=== EXERCISE PROMPT ===
Single out the lines of the material that contain "blue" and copy them.

= = = = =

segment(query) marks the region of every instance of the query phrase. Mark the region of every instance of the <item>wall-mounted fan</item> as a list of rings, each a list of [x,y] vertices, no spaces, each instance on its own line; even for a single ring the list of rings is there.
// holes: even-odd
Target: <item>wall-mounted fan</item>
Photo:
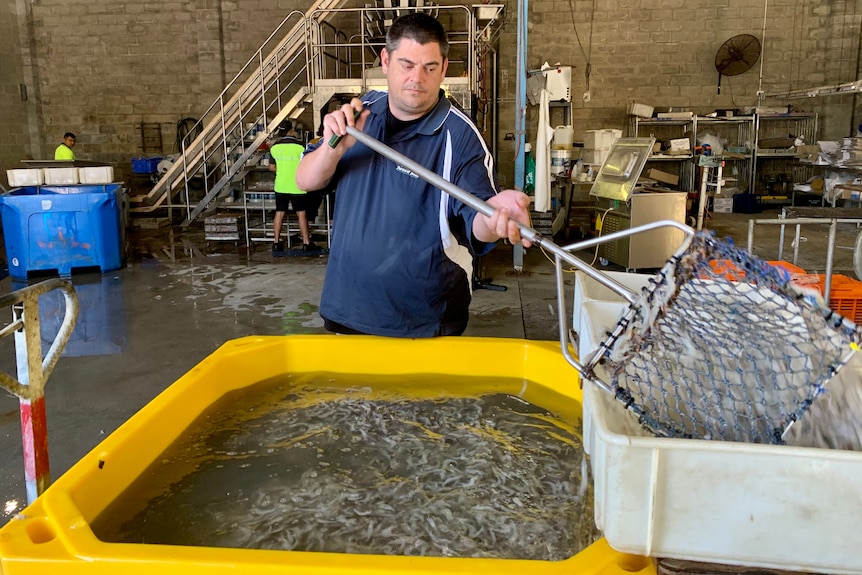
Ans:
[[[715,53],[715,69],[718,70],[718,93],[721,94],[721,77],[737,76],[748,72],[760,58],[760,40],[751,34],[740,34],[730,38]]]

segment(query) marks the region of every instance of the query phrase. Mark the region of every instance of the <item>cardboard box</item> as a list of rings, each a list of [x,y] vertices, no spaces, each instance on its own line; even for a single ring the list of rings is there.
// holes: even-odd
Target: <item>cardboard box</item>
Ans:
[[[618,138],[622,137],[622,130],[587,130],[584,132],[584,148],[593,150],[610,148]]]
[[[718,214],[733,213],[733,198],[713,198],[712,211]]]
[[[670,141],[671,151],[679,152],[684,150],[686,153],[691,153],[691,140],[688,138],[675,138]]]
[[[668,174],[667,172],[662,172],[661,170],[657,170],[655,168],[650,168],[646,172],[646,177],[653,179],[657,182],[661,182],[663,184],[668,184],[670,186],[678,186],[679,185],[679,176],[674,174]]]
[[[810,162],[813,164],[820,157],[820,145],[796,146],[796,157],[803,162]]]

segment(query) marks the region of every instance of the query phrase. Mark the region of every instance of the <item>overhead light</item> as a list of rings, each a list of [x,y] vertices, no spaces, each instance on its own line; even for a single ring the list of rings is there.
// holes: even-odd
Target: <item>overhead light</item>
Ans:
[[[788,92],[773,92],[765,94],[767,98],[778,98],[781,100],[794,98],[817,98],[819,96],[833,96],[835,94],[852,94],[862,92],[862,79],[846,84],[835,84],[832,86],[818,86],[815,88],[804,88],[802,90],[791,90]]]

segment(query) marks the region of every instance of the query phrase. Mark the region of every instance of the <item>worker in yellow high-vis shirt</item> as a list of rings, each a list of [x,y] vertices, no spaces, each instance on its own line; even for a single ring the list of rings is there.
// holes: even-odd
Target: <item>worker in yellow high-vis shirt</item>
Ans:
[[[75,147],[75,141],[75,134],[72,132],[66,132],[63,134],[63,143],[57,146],[57,149],[54,150],[54,159],[74,160],[75,152],[72,151],[72,148]]]

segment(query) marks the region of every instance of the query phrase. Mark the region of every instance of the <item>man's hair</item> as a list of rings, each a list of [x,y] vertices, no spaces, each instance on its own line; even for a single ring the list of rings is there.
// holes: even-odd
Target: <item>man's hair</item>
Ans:
[[[291,122],[290,120],[285,120],[281,124],[278,125],[278,135],[284,136],[289,131],[291,131],[292,129],[293,129],[293,122]]]
[[[436,42],[440,45],[443,57],[449,57],[449,39],[446,37],[446,30],[433,16],[423,12],[413,12],[396,18],[386,32],[386,51],[391,54],[397,50],[402,38],[410,38],[423,46]]]
[[[66,132],[65,134],[63,134],[63,139],[65,140],[66,138],[74,138],[75,140],[78,139],[75,138],[75,134],[73,134],[72,132]]]

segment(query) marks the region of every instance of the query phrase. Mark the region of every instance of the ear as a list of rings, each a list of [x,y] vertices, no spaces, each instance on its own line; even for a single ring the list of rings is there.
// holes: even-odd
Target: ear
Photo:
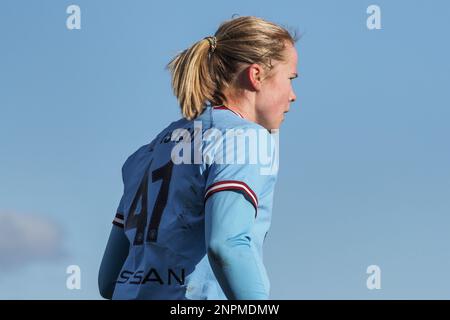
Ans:
[[[247,67],[247,79],[254,90],[261,90],[262,80],[264,77],[264,69],[257,63],[253,63]]]

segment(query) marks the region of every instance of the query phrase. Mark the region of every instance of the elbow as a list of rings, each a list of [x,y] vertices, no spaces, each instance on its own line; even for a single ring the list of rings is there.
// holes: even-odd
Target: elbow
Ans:
[[[98,276],[98,291],[102,298],[108,300],[112,299],[114,288],[111,288],[111,286],[106,283],[101,274]]]
[[[102,296],[103,299],[112,300],[112,295],[110,295],[109,292],[100,290],[100,295]]]
[[[219,253],[219,251],[221,250],[220,248],[220,243],[214,242],[214,243],[209,243],[206,246],[206,252],[211,256],[217,255]]]
[[[99,292],[103,299],[112,300],[112,291],[111,290],[99,287]]]
[[[224,267],[226,265],[226,249],[222,244],[211,244],[208,246],[206,252],[208,254],[208,259],[213,266]]]
[[[252,239],[248,234],[240,234],[230,238],[216,238],[206,245],[208,254],[227,254],[233,248],[237,247],[250,247]]]
[[[211,256],[223,256],[230,248],[231,244],[226,239],[211,239],[206,246],[206,252]]]
[[[227,261],[236,254],[237,248],[250,247],[251,238],[241,235],[235,238],[214,239],[207,244],[206,252],[210,261],[219,266],[226,267]]]

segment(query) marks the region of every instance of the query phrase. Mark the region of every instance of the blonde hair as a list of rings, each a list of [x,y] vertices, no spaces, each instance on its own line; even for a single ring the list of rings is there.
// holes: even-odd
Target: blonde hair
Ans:
[[[243,66],[259,64],[270,77],[271,60],[286,62],[286,42],[295,45],[298,41],[295,32],[253,16],[223,22],[214,36],[214,52],[210,53],[210,42],[204,38],[178,53],[166,66],[181,113],[188,120],[200,115],[207,101],[225,104],[222,90],[233,84]]]

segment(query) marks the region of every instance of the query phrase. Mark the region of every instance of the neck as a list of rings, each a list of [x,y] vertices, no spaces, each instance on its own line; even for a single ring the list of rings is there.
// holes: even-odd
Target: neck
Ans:
[[[255,107],[254,104],[252,104],[250,101],[228,100],[223,105],[226,106],[228,109],[241,114],[244,119],[256,122]]]

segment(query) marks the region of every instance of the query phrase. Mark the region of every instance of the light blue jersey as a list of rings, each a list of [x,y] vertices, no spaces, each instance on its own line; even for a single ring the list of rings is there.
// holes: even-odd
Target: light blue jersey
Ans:
[[[267,298],[262,247],[271,222],[276,142],[238,113],[207,106],[128,157],[113,224],[130,246],[113,299]],[[225,261],[208,255],[209,247]],[[251,277],[258,288],[248,288]]]

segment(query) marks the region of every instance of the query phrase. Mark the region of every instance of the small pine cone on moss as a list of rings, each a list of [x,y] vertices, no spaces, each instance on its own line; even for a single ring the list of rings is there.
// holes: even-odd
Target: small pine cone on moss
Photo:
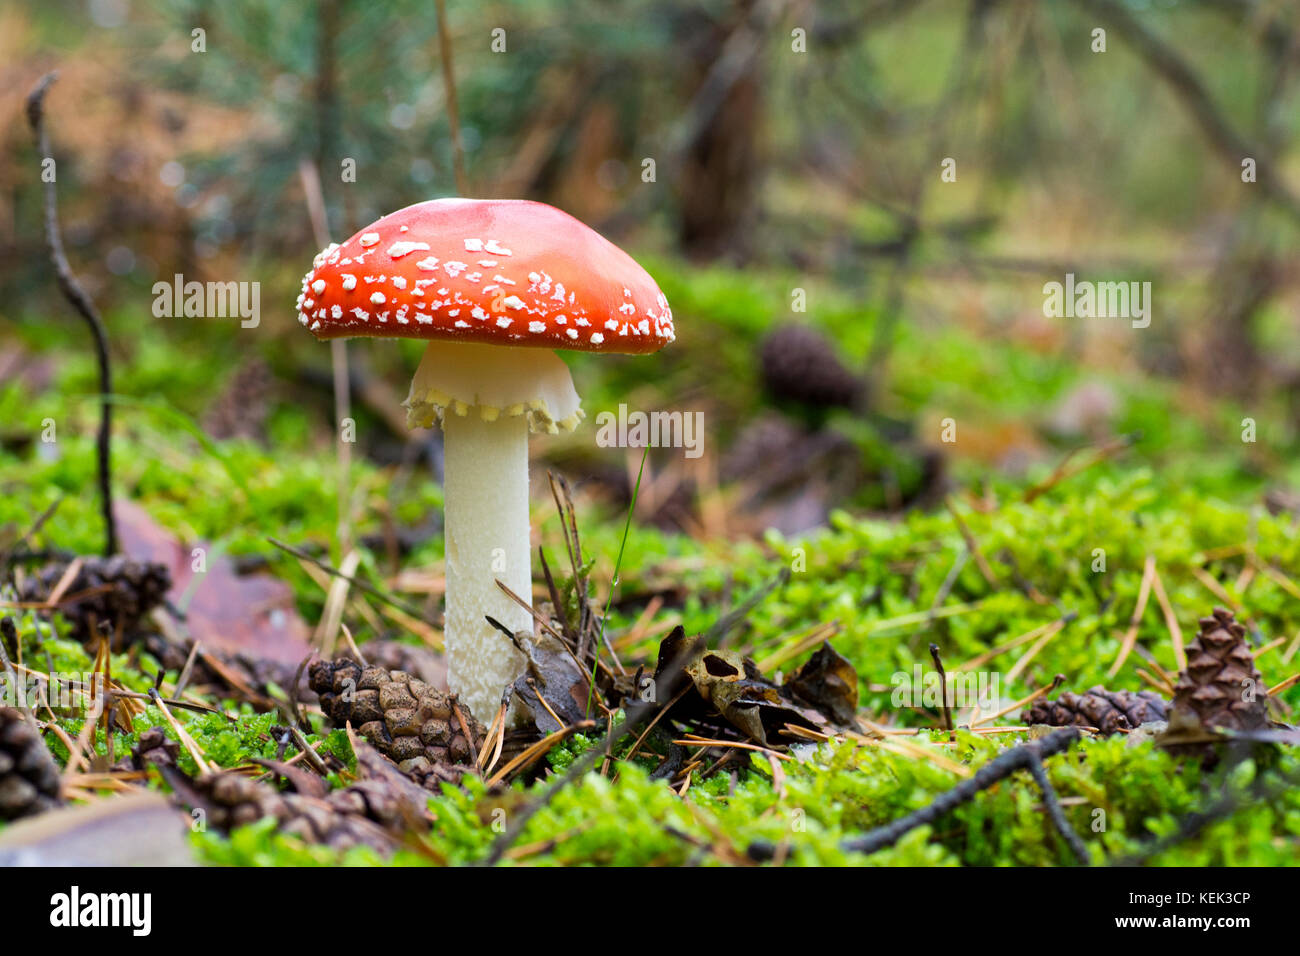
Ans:
[[[177,770],[168,768],[167,772],[173,784],[185,780],[183,775],[177,776]],[[281,793],[270,784],[230,771],[203,774],[185,780],[185,784],[176,788],[182,801],[201,806],[208,813],[209,825],[222,831],[271,817],[281,833],[307,843],[336,850],[369,846],[387,852],[393,847],[388,827],[400,822],[395,810],[382,821],[372,818],[370,802],[352,787],[311,797]]]
[[[1049,727],[1095,727],[1109,735],[1165,720],[1168,706],[1154,691],[1109,691],[1097,686],[1085,694],[1066,691],[1056,700],[1036,700],[1025,721]]]
[[[0,820],[16,820],[62,803],[59,767],[21,712],[0,707]]]
[[[404,671],[340,658],[316,661],[308,674],[321,709],[335,724],[350,721],[376,750],[426,786],[459,783],[483,745],[487,731],[469,707],[457,705],[469,728],[467,738],[456,718],[455,697]]]
[[[1255,669],[1246,629],[1221,607],[1214,609],[1212,617],[1201,618],[1200,624],[1200,632],[1187,647],[1187,670],[1174,686],[1174,712],[1182,719],[1194,716],[1207,728],[1267,727],[1264,678]]]
[[[831,344],[806,325],[782,325],[768,335],[761,362],[763,383],[777,399],[851,408],[862,391]]]
[[[23,582],[22,599],[47,600],[67,569],[60,561],[47,564]],[[133,561],[122,555],[87,557],[64,589],[58,610],[72,625],[71,636],[82,643],[90,642],[97,633],[115,636],[119,629],[130,638],[144,616],[162,604],[171,586],[171,572],[165,564]],[[83,593],[85,597],[67,600]]]

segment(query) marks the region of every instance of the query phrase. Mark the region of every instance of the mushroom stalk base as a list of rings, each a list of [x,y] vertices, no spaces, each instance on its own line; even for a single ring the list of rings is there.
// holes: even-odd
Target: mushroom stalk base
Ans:
[[[490,724],[524,657],[486,620],[533,632],[532,617],[497,587],[532,597],[528,531],[528,420],[443,418],[447,549],[447,681]],[[513,709],[513,708],[512,708]]]

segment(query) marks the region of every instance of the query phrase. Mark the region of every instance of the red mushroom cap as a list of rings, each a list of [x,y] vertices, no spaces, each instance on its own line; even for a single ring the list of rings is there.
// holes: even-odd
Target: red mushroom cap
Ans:
[[[435,199],[316,256],[299,320],[321,339],[369,335],[655,352],[668,300],[632,257],[544,203]]]

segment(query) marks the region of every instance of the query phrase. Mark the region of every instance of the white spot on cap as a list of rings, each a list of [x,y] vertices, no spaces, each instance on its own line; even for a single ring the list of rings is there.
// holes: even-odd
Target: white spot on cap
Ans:
[[[591,344],[592,344],[592,345],[599,345],[599,344],[600,344],[601,342],[603,342],[603,341],[605,341],[605,336],[601,335],[599,332],[592,332],[592,333],[591,333]]]
[[[513,321],[514,321],[514,319],[507,319],[507,318],[503,315],[503,316],[501,316],[501,318],[497,319],[497,325],[501,326],[501,328],[503,328],[503,329],[508,329],[508,328],[510,328],[510,323],[513,322]]]
[[[315,299],[303,299],[303,300],[302,300],[302,307],[303,307],[304,309],[310,309],[310,308],[311,308],[312,306],[314,306],[315,304],[316,304],[316,300],[315,300]]]
[[[507,249],[505,246],[501,245],[501,243],[497,242],[495,239],[489,239],[489,240],[487,241],[487,244],[486,244],[483,248],[484,248],[485,251],[492,253],[492,255],[494,255],[494,256],[512,256],[512,255],[514,255],[513,252],[511,252],[511,251],[510,251],[509,249]]]
[[[335,319],[343,318],[343,306],[336,305],[332,309],[330,309],[330,316]]]
[[[618,320],[616,320],[616,319],[606,319],[606,320],[605,320],[605,328],[607,328],[607,329],[609,329],[611,332],[613,332],[615,329],[618,328]]]
[[[488,314],[485,311],[483,311],[481,308],[479,308],[477,305],[474,306],[474,309],[470,312],[470,315],[474,316],[474,318],[478,319],[480,322],[482,322],[484,319],[488,317]]]
[[[337,248],[338,248],[338,243],[331,242],[320,252],[316,253],[316,257],[312,259],[312,265],[319,268],[325,262],[325,260],[329,258],[330,254],[334,252],[334,250]]]
[[[405,289],[405,288],[406,288],[406,280],[403,279],[401,276],[393,276],[393,288],[394,288],[394,289]]]
[[[522,309],[524,307],[524,300],[519,298],[517,295],[508,295],[501,300],[501,304],[507,309]]]
[[[315,292],[317,295],[320,295],[322,292],[324,292],[324,291],[325,291],[325,280],[324,280],[324,279],[317,279],[315,282],[313,282],[313,283],[311,284],[311,291]]]
[[[482,252],[482,251],[483,251],[483,240],[482,240],[482,239],[466,239],[466,240],[465,240],[465,251],[466,251],[466,252]]]
[[[529,323],[528,323],[528,331],[529,331],[529,332],[545,332],[545,331],[546,331],[546,323],[545,323],[545,322],[529,322]]]
[[[458,329],[468,329],[468,328],[469,328],[469,323],[466,322],[464,319],[457,319],[457,320],[456,320],[456,328],[458,328]]]
[[[384,297],[384,294],[382,292],[376,292],[374,295],[370,297],[370,301],[373,302],[375,305],[383,305],[385,302],[388,301],[388,299]]]
[[[345,292],[351,292],[357,287],[357,277],[349,273],[343,273],[343,289]]]
[[[352,314],[355,315],[362,322],[370,321],[370,313],[367,312],[365,309],[361,309],[361,308],[353,309]]]
[[[417,262],[415,268],[419,269],[421,272],[432,272],[434,269],[438,268],[438,260],[433,256],[429,256],[427,259],[421,259]]]
[[[447,273],[447,275],[451,276],[454,279],[456,278],[456,276],[460,275],[462,272],[465,271],[466,266],[465,263],[463,262],[456,262],[453,260],[451,262],[444,262],[442,264],[442,268]]]
[[[373,246],[378,241],[379,241],[379,233],[377,232],[367,232],[365,235],[363,235],[360,239],[357,240],[357,242],[361,243],[363,246]]]
[[[427,242],[395,242],[388,247],[388,254],[394,259],[400,259],[402,256],[412,252],[428,252],[429,244]]]
[[[571,338],[571,339],[576,339],[576,338],[578,337],[578,330],[577,330],[577,329],[565,329],[564,332],[565,332],[565,334],[568,335],[569,338]]]
[[[563,313],[561,313],[560,315],[557,315],[557,316],[555,317],[555,324],[556,324],[556,325],[563,325],[565,322],[568,322],[568,321],[569,321],[569,317],[568,317],[567,315],[564,315]]]

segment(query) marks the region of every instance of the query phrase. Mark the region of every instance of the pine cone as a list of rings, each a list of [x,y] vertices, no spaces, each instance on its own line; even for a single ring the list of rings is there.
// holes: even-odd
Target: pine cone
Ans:
[[[372,788],[353,786],[313,797],[281,793],[270,784],[231,771],[202,774],[193,780],[173,768],[165,772],[181,801],[202,807],[208,823],[223,831],[272,817],[281,833],[308,843],[323,843],[336,850],[369,846],[387,852],[402,824],[395,805],[375,799]]]
[[[1173,715],[1194,717],[1205,728],[1259,730],[1268,726],[1264,678],[1246,643],[1246,629],[1231,611],[1214,609],[1187,647],[1187,670],[1174,686]],[[1248,696],[1249,692],[1249,696]]]
[[[150,727],[131,748],[131,766],[135,770],[144,770],[150,764],[174,767],[180,752],[181,745],[168,737],[166,730]]]
[[[376,750],[420,783],[459,783],[472,772],[467,764],[487,731],[469,707],[459,704],[470,746],[453,711],[454,696],[404,671],[362,667],[347,658],[316,661],[308,673],[321,709],[335,724],[350,721]]]
[[[0,820],[51,810],[59,797],[59,768],[45,741],[13,707],[0,707]]]
[[[762,366],[763,383],[777,399],[851,408],[862,391],[830,343],[806,325],[783,325],[768,335]]]
[[[1103,734],[1115,734],[1165,720],[1168,706],[1154,691],[1109,691],[1097,686],[1086,694],[1066,691],[1056,700],[1036,700],[1025,721],[1049,727],[1095,727]]]
[[[67,569],[64,562],[47,564],[23,582],[22,599],[47,600]],[[129,638],[141,619],[163,602],[171,585],[171,572],[164,564],[132,561],[122,555],[87,557],[64,590],[58,610],[72,625],[71,636],[82,643],[95,638],[96,625],[99,633],[116,636],[121,630]],[[91,593],[85,597],[67,600],[87,591]]]
[[[266,362],[261,359],[245,362],[208,407],[203,418],[204,429],[217,439],[264,441],[274,384],[274,376]]]

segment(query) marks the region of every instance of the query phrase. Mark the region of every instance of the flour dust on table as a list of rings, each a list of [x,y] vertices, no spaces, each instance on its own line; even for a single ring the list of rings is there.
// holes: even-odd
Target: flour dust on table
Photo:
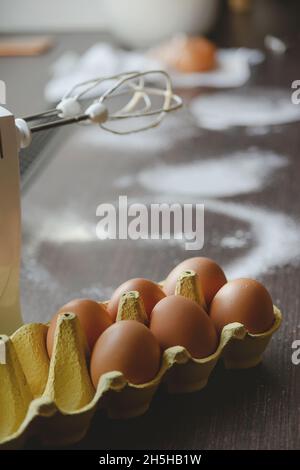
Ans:
[[[273,87],[241,88],[198,96],[190,105],[199,127],[224,130],[232,126],[280,125],[300,120],[291,92]]]
[[[164,203],[172,204],[174,196],[163,196]],[[191,203],[189,196],[180,196],[182,204]],[[161,197],[157,195],[142,197],[142,204],[161,203]],[[133,202],[130,198],[128,203]],[[218,199],[205,199],[205,212],[219,214],[233,221],[246,224],[248,230],[236,230],[229,232],[218,239],[218,244],[223,250],[230,250],[232,261],[224,262],[224,269],[229,278],[259,277],[272,272],[277,267],[290,264],[297,266],[300,262],[300,223],[292,217],[267,208],[254,205],[221,201]],[[187,235],[187,234],[185,234]],[[189,234],[188,234],[189,235]],[[216,244],[216,240],[209,239],[205,233],[205,246],[208,242]],[[184,240],[184,235],[182,236]],[[177,245],[185,251],[182,240],[139,240],[137,246],[143,249],[155,244],[157,249],[166,249],[166,246]],[[237,250],[244,248],[242,254]],[[234,254],[233,254],[234,252]],[[186,252],[192,253],[192,252]],[[188,256],[188,255],[187,255]]]
[[[178,201],[184,204],[195,202],[195,197],[201,198],[197,201],[204,203],[205,212],[246,224],[248,231],[225,233],[219,245],[223,249],[246,249],[246,253],[237,253],[225,266],[229,277],[255,277],[274,267],[299,261],[300,224],[289,215],[266,207],[216,198],[260,192],[272,183],[273,174],[288,163],[283,155],[251,148],[221,158],[157,165],[135,176],[124,175],[116,185],[124,188],[139,184],[150,193],[140,202],[148,204]]]
[[[246,254],[225,266],[228,277],[255,277],[287,263],[299,263],[300,224],[291,217],[266,208],[228,201],[208,200],[205,207],[251,226],[254,245]]]
[[[234,196],[258,191],[271,174],[288,160],[271,151],[250,148],[221,158],[197,160],[178,165],[157,165],[137,175],[116,180],[119,187],[138,183],[161,194],[185,194],[203,197]]]

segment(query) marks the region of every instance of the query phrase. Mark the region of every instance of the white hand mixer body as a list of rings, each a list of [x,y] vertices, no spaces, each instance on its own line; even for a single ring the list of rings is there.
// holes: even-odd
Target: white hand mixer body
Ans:
[[[21,208],[15,119],[0,107],[0,331],[22,324],[19,301]]]
[[[155,87],[157,78],[164,87]],[[151,81],[146,85],[145,80]],[[107,81],[113,84],[91,101],[97,87]],[[117,111],[111,111],[111,98],[126,98]],[[153,99],[162,103],[155,107]],[[86,100],[89,100],[87,105]],[[21,253],[21,195],[19,149],[28,147],[32,133],[73,124],[98,124],[114,134],[128,134],[156,127],[164,116],[182,106],[181,98],[172,91],[171,80],[164,71],[128,72],[113,77],[97,78],[73,87],[56,106],[44,113],[15,119],[0,107],[0,334],[11,334],[22,325],[19,271]],[[147,123],[136,125],[136,119]],[[47,120],[48,122],[45,122]],[[133,126],[116,128],[117,123],[131,120]],[[150,120],[150,121],[149,121]],[[33,121],[37,125],[30,126]]]

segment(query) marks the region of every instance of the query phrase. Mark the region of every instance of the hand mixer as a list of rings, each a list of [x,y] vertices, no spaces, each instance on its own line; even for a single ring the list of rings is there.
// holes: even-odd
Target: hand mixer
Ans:
[[[97,124],[114,134],[139,132],[158,126],[181,105],[170,77],[158,70],[79,83],[54,109],[23,119],[0,107],[0,333],[11,334],[22,324],[20,148],[30,145],[35,132],[75,123]]]

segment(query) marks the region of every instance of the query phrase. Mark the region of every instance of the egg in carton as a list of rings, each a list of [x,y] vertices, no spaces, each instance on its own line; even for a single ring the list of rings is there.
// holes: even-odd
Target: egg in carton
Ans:
[[[226,345],[223,351],[223,361],[226,369],[249,369],[257,366],[263,358],[270,339],[278,330],[282,322],[282,314],[276,305],[273,305],[274,323],[272,327],[258,334],[246,331],[243,341],[232,341]]]
[[[181,274],[175,294],[203,304],[193,271]],[[168,348],[158,374],[148,383],[132,384],[121,372],[112,371],[101,376],[97,390],[88,370],[86,339],[72,312],[58,317],[50,360],[48,325],[27,324],[10,338],[1,336],[6,360],[0,364],[0,448],[20,448],[33,435],[43,445],[74,443],[84,437],[98,409],[112,418],[129,418],[147,411],[161,383],[169,392],[201,390],[221,356],[229,367],[256,365],[280,326],[276,307],[274,315],[273,327],[258,335],[249,334],[240,323],[226,325],[217,350],[202,359],[191,357],[182,346]],[[123,295],[119,302],[117,321],[125,319],[148,322],[138,292]]]

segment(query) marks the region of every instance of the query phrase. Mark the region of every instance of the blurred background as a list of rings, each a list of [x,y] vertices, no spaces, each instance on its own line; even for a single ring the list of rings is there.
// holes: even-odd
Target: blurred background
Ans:
[[[222,48],[261,48],[275,53],[282,74],[280,56],[287,49],[293,54],[299,39],[297,0],[2,0],[0,9],[0,57],[40,56],[39,61],[1,61],[0,75],[7,82],[9,105],[21,114],[38,109],[49,99],[57,100],[59,92],[49,92],[45,100],[44,88],[55,72],[58,74],[58,67],[64,75],[83,52],[103,41],[147,52],[178,34],[205,35]],[[176,47],[174,44],[173,50]],[[85,76],[110,72],[110,67],[103,64],[116,62],[116,55],[107,58],[105,53],[101,51],[98,62],[96,52],[88,55],[90,74],[85,71]],[[57,58],[62,59],[58,64]],[[166,68],[166,62],[161,61],[160,66]],[[126,65],[136,63],[127,61]],[[34,102],[17,84],[18,67],[23,69],[23,82],[29,80],[35,89]],[[214,87],[210,77],[199,78],[192,78],[192,85]],[[226,77],[224,80],[221,88],[232,85],[231,81],[226,83]],[[276,81],[276,77],[270,76],[270,81]],[[184,88],[191,88],[183,82]],[[217,81],[216,88],[219,85]]]
[[[295,8],[297,11],[298,3],[297,0],[89,0],[87,6],[84,0],[2,0],[0,29],[2,32],[82,31],[115,29],[117,24],[122,24],[124,29],[129,29],[129,25],[133,27],[132,35],[142,34],[144,30],[145,37],[154,41],[160,39],[155,37],[159,31],[159,36],[185,29],[187,32],[209,32],[224,5],[229,4],[234,12],[250,12],[252,21],[263,35],[270,32],[268,28],[277,33],[284,31],[287,21],[290,25],[290,10]],[[291,16],[294,16],[292,21],[296,27],[296,15]]]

= = = = =

=== FINISHED TASK ===
segment(query) marks the region of every instance of the query phrase. Mark the region of every instance of the light blue jersey as a list of rings, each a list of [x,y] vertices, no spaces, each instance on its own line; even for a single ring the list of rings is there.
Target: light blue jersey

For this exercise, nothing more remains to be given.